━━ Supplied information ━━

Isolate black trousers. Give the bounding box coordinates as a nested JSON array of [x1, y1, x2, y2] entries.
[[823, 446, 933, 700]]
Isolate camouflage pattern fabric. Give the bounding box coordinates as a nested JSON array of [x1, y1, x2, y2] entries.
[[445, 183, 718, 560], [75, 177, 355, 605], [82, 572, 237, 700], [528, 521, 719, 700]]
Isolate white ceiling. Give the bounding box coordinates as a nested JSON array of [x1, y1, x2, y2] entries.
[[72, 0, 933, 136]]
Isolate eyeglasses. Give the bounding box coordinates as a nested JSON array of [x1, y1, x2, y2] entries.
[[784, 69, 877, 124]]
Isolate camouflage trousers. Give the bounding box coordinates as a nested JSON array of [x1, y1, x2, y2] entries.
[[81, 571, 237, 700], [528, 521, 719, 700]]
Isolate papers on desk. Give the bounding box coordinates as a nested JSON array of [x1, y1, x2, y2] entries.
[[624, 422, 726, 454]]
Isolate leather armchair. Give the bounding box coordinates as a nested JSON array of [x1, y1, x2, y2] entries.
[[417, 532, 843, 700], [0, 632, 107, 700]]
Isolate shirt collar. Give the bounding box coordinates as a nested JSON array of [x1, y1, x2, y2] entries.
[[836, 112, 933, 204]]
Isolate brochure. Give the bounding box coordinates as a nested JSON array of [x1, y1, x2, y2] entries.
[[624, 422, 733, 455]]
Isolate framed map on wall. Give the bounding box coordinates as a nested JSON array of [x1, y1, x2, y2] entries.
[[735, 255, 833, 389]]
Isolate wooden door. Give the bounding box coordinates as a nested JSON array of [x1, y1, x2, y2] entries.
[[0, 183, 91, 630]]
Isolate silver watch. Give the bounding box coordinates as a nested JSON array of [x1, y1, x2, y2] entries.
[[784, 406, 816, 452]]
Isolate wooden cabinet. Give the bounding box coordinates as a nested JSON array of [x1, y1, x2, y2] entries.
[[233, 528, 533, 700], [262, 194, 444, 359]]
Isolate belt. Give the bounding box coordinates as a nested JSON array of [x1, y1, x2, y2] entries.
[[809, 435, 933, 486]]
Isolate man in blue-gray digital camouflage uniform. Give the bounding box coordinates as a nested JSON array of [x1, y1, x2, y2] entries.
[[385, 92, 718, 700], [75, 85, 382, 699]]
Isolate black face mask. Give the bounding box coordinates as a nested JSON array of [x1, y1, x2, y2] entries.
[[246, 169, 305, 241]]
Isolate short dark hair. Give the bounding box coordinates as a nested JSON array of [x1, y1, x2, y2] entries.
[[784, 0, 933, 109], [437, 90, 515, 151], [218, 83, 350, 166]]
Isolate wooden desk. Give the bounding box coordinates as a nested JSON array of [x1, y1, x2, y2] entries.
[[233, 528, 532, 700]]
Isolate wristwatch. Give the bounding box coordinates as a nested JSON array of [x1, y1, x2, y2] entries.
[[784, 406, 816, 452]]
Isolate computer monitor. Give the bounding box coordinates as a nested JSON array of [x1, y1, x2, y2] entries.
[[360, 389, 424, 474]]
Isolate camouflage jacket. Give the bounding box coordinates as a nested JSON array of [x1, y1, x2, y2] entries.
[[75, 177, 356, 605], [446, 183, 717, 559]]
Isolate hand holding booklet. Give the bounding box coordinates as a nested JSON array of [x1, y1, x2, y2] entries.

━━━

Retype every one of the records above verbatim, character for character and line for line.

Isolate black trousers. Give the bounding box coordinates as a nested JSON array of [x1, y1, x2, y2] entries.
[[823, 446, 933, 700]]
Isolate camouflage pattern fabric. Give the bounding box coordinates as a nested JSON array of [x1, y1, x2, y2] entries.
[[445, 183, 718, 560], [75, 177, 355, 605], [82, 572, 237, 700], [528, 521, 719, 700]]
Isolate white ceiling. Give the bounding box coordinates as a nested JSON array of [x1, y1, x2, y2] entries.
[[72, 0, 933, 136]]
Isolate eyeglasses. Give the bounding box coordinates as a nested JSON array of [x1, y1, x2, y2] entries.
[[784, 69, 877, 124]]
Isolate camouflage trousers. Give the bounding box coordinates as a nested JSON array of [x1, y1, x2, y2] entries.
[[81, 571, 237, 700], [528, 521, 719, 700]]
Isolate papers on desk. Give the bounding box coordinates as a nested JSON array of [x1, y1, x2, y2] entries.
[[624, 422, 726, 454]]
Isolate leather armchair. Give the bounding box coordinates as a nested JSON array of [x1, y1, x2, y2] entries.
[[417, 532, 843, 700], [0, 632, 107, 700]]
Isolate shirt collar. Give the bounding box coordinates as a nested JSON array of [x1, y1, x2, y2] entries.
[[836, 112, 933, 204]]
Isolate brochure. Give the bounding box coordinates as a nested JSON array of [x1, y1, x2, y2] entries.
[[624, 422, 733, 455]]
Isolate framed map on wall. Give the bounding box coordinates as a nested JSON array of [x1, y1, x2, y2] entries.
[[735, 255, 833, 389]]
Isolate wooden door. Give the bounding box coordinates as a nested JSON array of [x1, y1, x2, y2] entries.
[[0, 183, 91, 630]]
Isolate silver watch. Give the bounding box coordinates as a nested JSON array of [x1, y1, x2, y2] entries.
[[784, 406, 816, 452]]
Isolate wooden cabinet. Give the bounding box coordinates as a nested JSON array of [x1, y1, x2, y2] entries.
[[233, 528, 533, 700], [262, 194, 444, 359]]
Isolate belt. Give the bounding box coordinates as a nested JSON array of [x1, y1, x2, y2] entries.
[[809, 435, 933, 486]]
Isolate man in blue-gray digital camouflage uniform. Give the bounding box coordinates as a nested JSON array of [x1, y1, x2, y2] entries.
[[385, 92, 718, 700], [75, 85, 382, 699]]
Isolate black face mask. Give the bounding box coordinates as a nested JSON array of [x1, y1, x2, y2] entries.
[[246, 169, 305, 241]]
Isolate short dark hair. Give the bounding box coordinates as a nested JSON array of [x1, y1, x2, y2] entries.
[[784, 0, 933, 109], [437, 90, 515, 151], [218, 83, 350, 166]]
Isolate wooden desk. Give the bounding box coordinates as a nested JSON array of [x1, y1, x2, y2] entries.
[[233, 528, 532, 700]]
Isolate wristwatch. Give the bounding box coordinates as a nested JSON array of [x1, y1, x2, y2] entries.
[[784, 406, 816, 452]]
Isolate computer monitor. Give the bounding box coordinates as a nested JSON array of [x1, y1, x2, y2] entries.
[[360, 389, 424, 474]]
Isolate camouflage jacket. Give the bounding box coordinates as a nested JSON array of [x1, y1, x2, y2] entries.
[[75, 177, 356, 605], [446, 183, 717, 559]]
Isolate hand holding booklet. Give the bounding box coordinates as a nested JSON array of [x1, y1, x2, y2] entries.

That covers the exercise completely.